EXERCISE DIRECTIONS: Copy out every one of the entries below, swapping "dot" for "mark" wherever it occurs. Leave everything else unchanged.

RAW RECORDS:
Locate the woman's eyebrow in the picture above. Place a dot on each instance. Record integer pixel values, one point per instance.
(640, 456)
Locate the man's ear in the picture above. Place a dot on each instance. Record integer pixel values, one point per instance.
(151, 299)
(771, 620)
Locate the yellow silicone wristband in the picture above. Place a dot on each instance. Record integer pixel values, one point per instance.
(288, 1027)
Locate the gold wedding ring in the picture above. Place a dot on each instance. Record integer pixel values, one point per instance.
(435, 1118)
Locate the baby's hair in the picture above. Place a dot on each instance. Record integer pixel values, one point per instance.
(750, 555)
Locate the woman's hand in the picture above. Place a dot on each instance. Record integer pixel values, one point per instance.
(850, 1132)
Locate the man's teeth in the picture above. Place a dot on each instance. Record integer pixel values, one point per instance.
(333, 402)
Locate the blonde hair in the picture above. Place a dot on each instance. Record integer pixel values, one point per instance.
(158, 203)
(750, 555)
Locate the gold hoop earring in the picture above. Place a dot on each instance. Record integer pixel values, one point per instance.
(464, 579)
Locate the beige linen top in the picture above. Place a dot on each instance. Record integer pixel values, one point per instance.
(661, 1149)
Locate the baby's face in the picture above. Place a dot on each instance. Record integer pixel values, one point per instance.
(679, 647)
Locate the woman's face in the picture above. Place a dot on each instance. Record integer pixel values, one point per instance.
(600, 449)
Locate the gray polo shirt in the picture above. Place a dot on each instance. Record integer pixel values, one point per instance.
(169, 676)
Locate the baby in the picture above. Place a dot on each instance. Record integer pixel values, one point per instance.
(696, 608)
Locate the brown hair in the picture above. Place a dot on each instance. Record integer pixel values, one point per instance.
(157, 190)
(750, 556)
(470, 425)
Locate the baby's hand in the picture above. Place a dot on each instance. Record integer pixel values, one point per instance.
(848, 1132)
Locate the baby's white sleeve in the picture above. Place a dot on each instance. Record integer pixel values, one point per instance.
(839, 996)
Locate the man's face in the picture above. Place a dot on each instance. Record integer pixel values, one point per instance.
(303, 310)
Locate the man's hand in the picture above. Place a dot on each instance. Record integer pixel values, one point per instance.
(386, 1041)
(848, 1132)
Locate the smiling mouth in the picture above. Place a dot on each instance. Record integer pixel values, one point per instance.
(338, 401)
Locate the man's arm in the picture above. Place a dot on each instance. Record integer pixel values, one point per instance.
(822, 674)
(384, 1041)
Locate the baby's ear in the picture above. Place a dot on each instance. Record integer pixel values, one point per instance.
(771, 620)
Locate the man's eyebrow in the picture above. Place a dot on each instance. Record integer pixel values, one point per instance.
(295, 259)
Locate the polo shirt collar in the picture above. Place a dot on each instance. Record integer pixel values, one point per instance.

EXPECTED OUTPUT:
Locate the woman's eyebrow in the picture above. Place a mark on each instance. Record integer pixel values, one point per instance.
(640, 456)
Locate the man's ear in the picture above. Place a mark on each instance. Record integer pixel values, one point per instance.
(151, 299)
(771, 620)
Locate the yellow silicone wristband in the picture above. Place a mark on each instance. Record integer pixel values, one point per instance.
(288, 1027)
Locate the gold wedding ring in the picture above. Place a mark on each instance. Record integer pixel values, one point per instance.
(435, 1118)
Locate the baby's hair in the picture above. Place a mark on each instance. Record integer pixel values, one point per instance.
(750, 555)
Locate the woman's hand in the picture above. Place a mark on each instance. Record integer pixel values, one point per instance.
(850, 1132)
Locate the man's teeth in the picture above. Place a mark on each instance. Record integer pixel values, one point per instance.
(333, 402)
Locate the blonde hair in the picture above. Place a mark on each instance. Record integer pixel values, one point per instance.
(158, 203)
(750, 555)
Locate the gold hoop earring in the picture above. Place a mark on each instance. Record integer pixel values, one point per instance.
(464, 579)
Locate the beige linen top in the picture above. Place a mark on each instance. Record integer pixel values, one point per instance.
(661, 1149)
Locate the baby's face in the picture above. Place a mark on each instance. Record integer pixel values, one point per instance.
(679, 647)
Locate the woman's face in the picture above. Place a mark on each instance. Record integer pixel values, one point per instance.
(600, 449)
Locate the gray polo shirt in the picture above. Place a mark on each instance. Record integer pixel values, one point per instance.
(169, 676)
Locate the baby in the picture above. Place a mark on each instance. Record integer pixel values, one point per instance.
(696, 608)
Locate the brown hair in the picture above. Place a mark on each instance. Record integer pixel values, one point per instance.
(157, 190)
(750, 556)
(470, 425)
Locate the baby's hand in the picture above. Place a mark on each instance. Record integer pixel values, one point per instance.
(848, 1132)
Locate the baby's white sleeve in the picture above. Place a mark on each instance. Record integer pixel values, one point per instance.
(839, 996)
Locate the man's face in the picture above. Place a mark on each instance. Record integer pixel values, one point per instance.
(303, 310)
Locate the man's hand in the picture above. Place a mark on each instance. Record integer pixel values, one point per instance.
(386, 1041)
(848, 1132)
Locate the smiling mouth in the picture above. Place a mark on each instance. Record integer pixel values, one point per instance.
(338, 401)
Locate the man's arm in the picture above. Place a mark on each instance. Record integer pixel values, one point per instance.
(822, 674)
(384, 1041)
Locate the baby's ear in the picture above. Place a mark on each instance. Record integer pixel values, one point per instance.
(771, 620)
Locate the man's eyebrow in the picture above. Place a mark on each instance. Record integer pixel values, one point per instance.
(295, 259)
Locate the polo shirt collar in the picture above. Place a mark on each instance. Record integer pixel values, one point per instance.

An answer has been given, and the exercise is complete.